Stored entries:

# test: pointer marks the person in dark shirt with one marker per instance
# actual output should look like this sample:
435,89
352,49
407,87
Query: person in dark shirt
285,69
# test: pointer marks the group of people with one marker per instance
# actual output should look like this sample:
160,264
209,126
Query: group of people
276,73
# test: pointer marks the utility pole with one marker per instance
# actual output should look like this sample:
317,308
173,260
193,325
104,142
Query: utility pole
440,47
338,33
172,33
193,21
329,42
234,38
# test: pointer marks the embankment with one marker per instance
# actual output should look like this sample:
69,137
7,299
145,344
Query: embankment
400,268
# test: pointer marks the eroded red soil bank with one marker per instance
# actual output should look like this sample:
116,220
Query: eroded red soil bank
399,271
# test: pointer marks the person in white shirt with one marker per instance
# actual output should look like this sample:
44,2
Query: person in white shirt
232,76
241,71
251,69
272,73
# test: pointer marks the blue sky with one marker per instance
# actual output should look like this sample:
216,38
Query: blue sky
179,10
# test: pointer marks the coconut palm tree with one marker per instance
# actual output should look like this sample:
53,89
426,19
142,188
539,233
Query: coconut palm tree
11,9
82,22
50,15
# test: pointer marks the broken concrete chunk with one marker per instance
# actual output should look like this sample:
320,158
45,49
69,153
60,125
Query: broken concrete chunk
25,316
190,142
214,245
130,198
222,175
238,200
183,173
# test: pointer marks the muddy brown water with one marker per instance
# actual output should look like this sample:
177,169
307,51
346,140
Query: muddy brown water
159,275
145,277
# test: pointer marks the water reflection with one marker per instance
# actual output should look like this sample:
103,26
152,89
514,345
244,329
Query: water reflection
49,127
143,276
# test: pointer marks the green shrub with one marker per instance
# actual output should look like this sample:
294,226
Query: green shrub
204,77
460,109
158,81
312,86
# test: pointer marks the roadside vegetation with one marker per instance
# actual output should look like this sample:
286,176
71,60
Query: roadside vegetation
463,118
---
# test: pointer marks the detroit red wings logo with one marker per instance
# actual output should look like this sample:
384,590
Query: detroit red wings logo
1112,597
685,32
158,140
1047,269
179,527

**Exercise aim**
Gather every line in the stored entries above that contains the string "soil".

**Solution for this problem**
# test: pointer marks the eroded red soil bank with one marker per instance
Query: eroded red soil bank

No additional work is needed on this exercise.